[WHAT NEEDS TO BE DONE]: Among the lines below, return each one that contains the word "snow".

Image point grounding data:

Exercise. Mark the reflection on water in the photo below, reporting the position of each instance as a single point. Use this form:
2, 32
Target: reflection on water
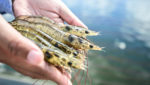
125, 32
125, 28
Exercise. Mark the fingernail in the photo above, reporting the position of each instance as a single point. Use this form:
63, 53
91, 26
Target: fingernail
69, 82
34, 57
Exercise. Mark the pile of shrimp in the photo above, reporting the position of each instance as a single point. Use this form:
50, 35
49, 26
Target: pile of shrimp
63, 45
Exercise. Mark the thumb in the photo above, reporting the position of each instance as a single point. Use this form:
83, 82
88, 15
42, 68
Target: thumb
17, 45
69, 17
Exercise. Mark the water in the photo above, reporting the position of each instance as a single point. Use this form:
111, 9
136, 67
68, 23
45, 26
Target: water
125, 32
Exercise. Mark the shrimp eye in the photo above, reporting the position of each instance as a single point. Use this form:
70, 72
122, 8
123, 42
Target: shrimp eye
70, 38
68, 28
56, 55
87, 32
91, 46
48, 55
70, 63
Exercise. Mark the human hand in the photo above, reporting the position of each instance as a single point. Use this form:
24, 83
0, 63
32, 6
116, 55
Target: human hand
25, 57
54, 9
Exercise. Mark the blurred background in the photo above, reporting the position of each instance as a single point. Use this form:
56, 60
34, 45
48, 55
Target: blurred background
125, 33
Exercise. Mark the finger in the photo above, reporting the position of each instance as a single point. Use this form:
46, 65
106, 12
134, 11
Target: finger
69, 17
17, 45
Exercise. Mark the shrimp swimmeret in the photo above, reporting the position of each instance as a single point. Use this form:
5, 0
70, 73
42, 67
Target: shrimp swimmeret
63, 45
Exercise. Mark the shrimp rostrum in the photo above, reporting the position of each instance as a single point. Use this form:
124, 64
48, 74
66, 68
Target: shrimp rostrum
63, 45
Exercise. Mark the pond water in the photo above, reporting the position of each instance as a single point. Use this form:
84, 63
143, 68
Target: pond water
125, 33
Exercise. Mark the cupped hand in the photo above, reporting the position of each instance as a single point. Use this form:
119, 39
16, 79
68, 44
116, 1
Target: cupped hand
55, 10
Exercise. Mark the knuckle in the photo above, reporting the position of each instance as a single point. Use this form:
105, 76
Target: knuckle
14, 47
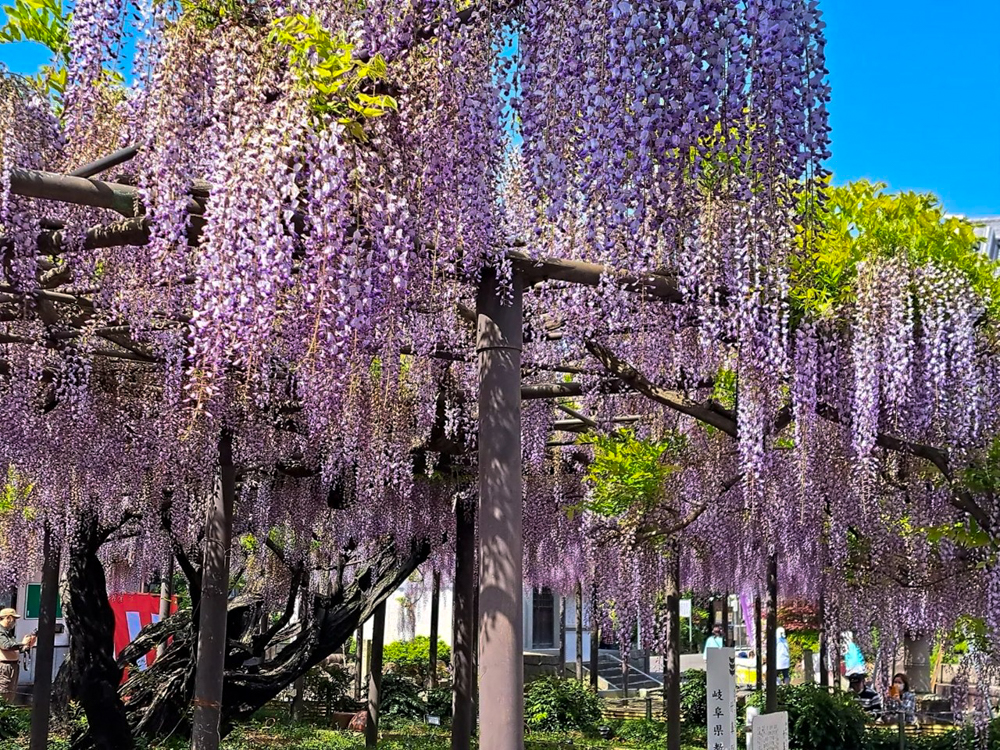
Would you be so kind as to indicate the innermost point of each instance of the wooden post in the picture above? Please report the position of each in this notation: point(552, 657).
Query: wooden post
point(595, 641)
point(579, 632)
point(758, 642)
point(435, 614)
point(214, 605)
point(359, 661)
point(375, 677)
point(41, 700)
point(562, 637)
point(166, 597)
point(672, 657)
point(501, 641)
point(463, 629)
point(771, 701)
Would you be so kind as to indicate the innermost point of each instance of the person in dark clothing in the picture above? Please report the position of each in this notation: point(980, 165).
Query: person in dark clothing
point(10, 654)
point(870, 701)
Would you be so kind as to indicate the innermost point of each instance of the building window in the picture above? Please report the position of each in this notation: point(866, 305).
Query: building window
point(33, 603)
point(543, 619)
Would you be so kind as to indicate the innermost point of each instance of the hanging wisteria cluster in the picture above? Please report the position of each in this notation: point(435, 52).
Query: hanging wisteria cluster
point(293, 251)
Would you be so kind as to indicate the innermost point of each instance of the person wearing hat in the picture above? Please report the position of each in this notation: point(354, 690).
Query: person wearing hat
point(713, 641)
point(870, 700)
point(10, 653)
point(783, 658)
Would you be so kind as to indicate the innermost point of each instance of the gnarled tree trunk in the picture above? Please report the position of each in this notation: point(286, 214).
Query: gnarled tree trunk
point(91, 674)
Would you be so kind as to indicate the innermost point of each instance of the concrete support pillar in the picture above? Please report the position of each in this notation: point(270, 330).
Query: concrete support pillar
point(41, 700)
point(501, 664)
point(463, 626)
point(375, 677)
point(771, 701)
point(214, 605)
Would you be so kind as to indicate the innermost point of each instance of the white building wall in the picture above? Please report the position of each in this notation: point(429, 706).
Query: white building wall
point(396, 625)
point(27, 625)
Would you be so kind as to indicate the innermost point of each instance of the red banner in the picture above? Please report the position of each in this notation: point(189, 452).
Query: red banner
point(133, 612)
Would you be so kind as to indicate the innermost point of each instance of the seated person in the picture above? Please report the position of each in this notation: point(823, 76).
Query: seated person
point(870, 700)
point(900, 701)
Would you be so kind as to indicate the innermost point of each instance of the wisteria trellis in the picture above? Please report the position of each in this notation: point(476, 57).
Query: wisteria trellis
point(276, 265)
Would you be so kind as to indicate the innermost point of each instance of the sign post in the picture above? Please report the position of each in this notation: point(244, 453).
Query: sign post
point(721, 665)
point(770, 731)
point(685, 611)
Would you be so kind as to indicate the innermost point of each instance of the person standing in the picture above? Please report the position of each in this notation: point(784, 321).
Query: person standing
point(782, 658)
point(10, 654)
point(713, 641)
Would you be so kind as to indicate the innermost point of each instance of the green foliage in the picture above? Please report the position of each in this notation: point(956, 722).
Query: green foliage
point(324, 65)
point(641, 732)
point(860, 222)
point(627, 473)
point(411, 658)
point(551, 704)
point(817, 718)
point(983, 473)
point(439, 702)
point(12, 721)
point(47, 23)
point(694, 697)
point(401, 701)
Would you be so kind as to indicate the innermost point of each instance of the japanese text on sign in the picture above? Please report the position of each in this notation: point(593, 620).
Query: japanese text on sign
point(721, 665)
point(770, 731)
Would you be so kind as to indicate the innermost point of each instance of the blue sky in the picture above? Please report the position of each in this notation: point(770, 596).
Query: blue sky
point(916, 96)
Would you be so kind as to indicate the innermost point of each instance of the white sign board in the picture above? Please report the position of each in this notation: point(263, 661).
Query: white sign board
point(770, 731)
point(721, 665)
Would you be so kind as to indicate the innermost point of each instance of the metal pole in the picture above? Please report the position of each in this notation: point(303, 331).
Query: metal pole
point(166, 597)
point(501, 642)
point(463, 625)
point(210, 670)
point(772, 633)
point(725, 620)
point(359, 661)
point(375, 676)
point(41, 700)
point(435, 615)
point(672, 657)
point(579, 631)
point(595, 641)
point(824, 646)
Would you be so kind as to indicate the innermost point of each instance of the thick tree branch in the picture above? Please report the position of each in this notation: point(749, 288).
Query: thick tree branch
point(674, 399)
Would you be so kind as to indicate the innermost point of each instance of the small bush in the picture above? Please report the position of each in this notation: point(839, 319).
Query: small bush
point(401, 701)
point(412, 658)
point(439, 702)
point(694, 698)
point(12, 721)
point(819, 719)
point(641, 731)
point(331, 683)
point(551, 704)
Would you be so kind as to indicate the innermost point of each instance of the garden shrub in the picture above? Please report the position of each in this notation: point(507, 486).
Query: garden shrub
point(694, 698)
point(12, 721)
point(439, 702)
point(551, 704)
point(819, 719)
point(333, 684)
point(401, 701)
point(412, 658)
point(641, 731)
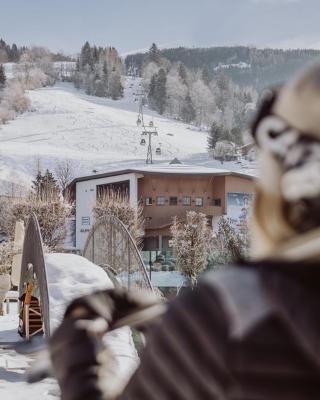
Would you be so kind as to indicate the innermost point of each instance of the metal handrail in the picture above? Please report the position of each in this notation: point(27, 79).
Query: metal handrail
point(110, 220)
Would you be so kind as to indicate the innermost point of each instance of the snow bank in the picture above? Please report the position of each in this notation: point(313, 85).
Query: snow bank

[RESPONSE]:
Would you be so kind as to indicate the innermost point of each instance of the snow bank in the picture above? Please report the position of each in this notation: point(313, 85).
Query: snow bank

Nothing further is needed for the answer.